**Activity:** For the material below, output exactly the span from the line with "Query: motorcycle helmet" to the line with "baseball cap in", including both, and nothing besides.

**Data extract:**
--------------------------------

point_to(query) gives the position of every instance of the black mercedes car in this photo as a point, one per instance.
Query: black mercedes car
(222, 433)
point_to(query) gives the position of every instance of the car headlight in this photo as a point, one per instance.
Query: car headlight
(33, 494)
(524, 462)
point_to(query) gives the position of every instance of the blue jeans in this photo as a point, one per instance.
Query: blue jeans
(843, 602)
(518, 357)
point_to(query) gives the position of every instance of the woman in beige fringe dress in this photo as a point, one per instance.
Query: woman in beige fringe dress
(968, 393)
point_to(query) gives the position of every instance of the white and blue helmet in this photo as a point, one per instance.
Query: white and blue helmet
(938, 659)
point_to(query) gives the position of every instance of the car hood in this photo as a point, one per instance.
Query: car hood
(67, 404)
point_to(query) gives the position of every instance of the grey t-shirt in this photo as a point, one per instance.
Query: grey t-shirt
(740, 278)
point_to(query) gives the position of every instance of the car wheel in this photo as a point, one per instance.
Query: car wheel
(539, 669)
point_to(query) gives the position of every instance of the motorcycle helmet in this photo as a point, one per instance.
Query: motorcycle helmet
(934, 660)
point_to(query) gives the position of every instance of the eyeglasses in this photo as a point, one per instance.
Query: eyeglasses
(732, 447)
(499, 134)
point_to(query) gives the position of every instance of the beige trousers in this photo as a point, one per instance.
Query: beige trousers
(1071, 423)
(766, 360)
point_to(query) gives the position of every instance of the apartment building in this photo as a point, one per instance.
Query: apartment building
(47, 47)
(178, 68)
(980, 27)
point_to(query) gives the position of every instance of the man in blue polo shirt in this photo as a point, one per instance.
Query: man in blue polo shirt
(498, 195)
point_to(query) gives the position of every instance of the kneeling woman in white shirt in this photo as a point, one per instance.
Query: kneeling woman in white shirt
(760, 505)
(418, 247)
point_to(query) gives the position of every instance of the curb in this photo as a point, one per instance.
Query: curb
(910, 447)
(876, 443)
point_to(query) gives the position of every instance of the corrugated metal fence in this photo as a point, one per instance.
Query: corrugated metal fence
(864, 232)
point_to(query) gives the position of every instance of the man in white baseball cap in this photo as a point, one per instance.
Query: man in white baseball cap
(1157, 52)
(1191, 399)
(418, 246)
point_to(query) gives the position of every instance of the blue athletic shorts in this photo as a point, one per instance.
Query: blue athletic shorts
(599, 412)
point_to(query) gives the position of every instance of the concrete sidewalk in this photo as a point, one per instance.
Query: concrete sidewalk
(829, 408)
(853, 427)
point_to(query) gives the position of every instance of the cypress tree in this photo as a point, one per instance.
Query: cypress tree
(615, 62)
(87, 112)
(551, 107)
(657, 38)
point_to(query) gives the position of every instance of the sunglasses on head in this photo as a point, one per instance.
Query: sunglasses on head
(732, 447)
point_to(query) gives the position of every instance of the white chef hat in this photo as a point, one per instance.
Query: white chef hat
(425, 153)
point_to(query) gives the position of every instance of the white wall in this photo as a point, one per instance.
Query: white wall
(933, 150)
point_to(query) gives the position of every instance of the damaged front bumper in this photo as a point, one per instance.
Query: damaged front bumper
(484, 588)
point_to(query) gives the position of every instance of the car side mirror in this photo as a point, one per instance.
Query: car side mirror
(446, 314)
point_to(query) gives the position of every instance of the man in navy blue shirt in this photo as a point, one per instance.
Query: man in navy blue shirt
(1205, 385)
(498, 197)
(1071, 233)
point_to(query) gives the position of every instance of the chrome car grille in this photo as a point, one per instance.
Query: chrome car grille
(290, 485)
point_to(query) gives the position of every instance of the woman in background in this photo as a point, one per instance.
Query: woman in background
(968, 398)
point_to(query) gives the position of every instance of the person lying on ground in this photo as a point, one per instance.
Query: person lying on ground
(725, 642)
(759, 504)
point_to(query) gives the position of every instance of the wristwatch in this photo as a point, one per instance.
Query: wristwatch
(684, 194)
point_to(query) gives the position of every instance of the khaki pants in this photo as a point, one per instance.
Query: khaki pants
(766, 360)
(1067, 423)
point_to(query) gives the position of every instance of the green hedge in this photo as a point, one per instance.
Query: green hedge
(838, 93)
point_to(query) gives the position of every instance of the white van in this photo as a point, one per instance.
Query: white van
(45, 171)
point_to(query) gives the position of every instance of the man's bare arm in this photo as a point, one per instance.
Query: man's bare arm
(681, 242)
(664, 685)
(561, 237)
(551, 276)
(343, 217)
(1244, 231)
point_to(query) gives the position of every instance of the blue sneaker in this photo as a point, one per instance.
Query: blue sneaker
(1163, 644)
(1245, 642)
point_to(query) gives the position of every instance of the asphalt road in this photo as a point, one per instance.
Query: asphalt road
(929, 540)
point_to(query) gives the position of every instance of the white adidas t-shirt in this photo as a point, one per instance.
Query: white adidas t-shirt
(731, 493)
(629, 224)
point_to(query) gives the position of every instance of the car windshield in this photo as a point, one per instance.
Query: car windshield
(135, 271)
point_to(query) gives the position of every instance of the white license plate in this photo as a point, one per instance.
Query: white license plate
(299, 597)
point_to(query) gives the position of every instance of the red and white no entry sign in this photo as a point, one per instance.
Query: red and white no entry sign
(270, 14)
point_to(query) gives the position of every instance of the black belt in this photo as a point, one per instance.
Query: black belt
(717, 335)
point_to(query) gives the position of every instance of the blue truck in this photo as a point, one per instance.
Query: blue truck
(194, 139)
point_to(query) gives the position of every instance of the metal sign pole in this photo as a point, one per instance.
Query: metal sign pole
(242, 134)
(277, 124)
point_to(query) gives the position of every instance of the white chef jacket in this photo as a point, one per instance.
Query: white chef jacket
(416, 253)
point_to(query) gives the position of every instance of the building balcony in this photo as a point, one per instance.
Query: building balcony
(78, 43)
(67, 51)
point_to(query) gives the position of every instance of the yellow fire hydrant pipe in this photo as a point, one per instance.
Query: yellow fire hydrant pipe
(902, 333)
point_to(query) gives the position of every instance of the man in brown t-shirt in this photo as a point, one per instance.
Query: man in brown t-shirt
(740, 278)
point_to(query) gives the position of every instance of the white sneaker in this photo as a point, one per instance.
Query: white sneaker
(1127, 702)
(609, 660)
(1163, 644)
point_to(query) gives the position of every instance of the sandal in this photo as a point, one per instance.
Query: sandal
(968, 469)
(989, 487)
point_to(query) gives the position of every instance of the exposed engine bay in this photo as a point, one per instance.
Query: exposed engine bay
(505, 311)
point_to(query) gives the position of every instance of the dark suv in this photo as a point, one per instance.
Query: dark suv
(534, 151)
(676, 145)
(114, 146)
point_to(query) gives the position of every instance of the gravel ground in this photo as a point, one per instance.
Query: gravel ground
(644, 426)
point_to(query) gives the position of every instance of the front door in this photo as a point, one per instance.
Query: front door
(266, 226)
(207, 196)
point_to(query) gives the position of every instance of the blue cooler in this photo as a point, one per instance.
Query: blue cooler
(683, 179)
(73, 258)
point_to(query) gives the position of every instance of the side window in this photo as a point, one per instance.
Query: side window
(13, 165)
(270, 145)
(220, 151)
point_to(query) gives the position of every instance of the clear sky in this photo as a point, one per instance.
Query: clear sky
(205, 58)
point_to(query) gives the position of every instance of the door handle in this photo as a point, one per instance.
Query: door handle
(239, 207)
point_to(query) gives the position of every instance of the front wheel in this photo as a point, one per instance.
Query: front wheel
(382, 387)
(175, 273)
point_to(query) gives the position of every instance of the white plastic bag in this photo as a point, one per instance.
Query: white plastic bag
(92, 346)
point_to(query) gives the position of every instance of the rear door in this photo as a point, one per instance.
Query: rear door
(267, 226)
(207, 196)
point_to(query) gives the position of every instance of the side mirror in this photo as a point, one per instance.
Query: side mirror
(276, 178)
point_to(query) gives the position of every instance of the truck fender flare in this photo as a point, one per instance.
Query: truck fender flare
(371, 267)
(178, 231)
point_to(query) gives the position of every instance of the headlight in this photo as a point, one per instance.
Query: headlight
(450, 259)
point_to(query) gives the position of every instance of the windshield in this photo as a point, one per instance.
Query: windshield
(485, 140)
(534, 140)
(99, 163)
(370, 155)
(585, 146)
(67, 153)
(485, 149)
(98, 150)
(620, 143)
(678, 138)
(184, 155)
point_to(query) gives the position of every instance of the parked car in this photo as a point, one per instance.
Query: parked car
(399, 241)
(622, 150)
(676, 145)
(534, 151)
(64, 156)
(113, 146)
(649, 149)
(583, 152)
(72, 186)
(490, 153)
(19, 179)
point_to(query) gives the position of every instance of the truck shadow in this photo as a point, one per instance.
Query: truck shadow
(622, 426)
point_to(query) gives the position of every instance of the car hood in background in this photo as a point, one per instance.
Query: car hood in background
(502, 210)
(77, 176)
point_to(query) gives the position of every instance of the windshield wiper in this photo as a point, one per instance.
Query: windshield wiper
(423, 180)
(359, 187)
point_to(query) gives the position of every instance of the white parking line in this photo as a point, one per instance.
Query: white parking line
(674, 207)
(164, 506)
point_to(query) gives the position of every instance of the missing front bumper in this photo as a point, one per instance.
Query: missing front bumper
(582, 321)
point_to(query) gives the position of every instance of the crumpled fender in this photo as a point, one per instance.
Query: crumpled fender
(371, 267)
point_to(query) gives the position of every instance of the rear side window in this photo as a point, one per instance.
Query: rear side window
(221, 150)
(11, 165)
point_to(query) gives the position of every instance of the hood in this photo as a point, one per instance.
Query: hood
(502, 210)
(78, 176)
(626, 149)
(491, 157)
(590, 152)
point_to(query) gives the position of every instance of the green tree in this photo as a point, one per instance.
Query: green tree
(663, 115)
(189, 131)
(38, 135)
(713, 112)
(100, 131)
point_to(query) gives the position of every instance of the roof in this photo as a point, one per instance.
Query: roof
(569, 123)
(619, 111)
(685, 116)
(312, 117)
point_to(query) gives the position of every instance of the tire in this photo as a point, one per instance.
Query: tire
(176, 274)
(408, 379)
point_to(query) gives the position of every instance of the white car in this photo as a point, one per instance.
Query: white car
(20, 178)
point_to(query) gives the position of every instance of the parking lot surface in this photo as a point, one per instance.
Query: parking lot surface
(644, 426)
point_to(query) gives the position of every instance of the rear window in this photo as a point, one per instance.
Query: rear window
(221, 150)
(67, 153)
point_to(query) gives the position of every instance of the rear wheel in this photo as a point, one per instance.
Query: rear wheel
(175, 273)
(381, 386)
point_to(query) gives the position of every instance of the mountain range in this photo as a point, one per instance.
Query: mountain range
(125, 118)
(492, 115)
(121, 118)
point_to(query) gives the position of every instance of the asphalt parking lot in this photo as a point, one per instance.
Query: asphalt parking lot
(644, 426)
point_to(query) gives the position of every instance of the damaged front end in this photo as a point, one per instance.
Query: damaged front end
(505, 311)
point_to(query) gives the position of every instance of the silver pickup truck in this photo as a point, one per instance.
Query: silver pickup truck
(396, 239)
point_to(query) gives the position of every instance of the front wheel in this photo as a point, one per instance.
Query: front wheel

--------------------------------

**Task solution:**
Query: motorcycle helmet
(934, 660)
point_to(query) gives the position of every instance of the eyeglasses in this photo as a point, one per instance.
Query: eyeglasses
(732, 447)
(499, 134)
point_to(query) gives the position of every instance of the beige trousers in this photo as a point, one per instance.
Query: beige trousers
(1071, 423)
(766, 360)
point_to(query) gives the position of every instance of the apartment building in this photo as a point, one per instance.
Query: apartment building
(47, 47)
(178, 68)
(980, 27)
point_to(query) gives the position of every instance of the man in blue polo shirt in this photo as a point, one per instance.
Query: man in blue polo shirt
(498, 195)
point_to(query) gives the position of every instance of the kneeling woman in white shirt in this photo as a point, one per instance.
Query: kneeling woman in white shirt
(760, 505)
(418, 247)
point_to(query) gives the position of every instance of the curb in this photo as a point, one per instance.
Query: curb
(910, 447)
(876, 443)
point_to(query) gives the position of every instance of the corrugated metal fence in this photo as a point, one per instance.
Query: corrugated metal fence
(864, 232)
point_to(query) gives the position of every instance of the man in white baseball cap in this photo as a point, one per instance.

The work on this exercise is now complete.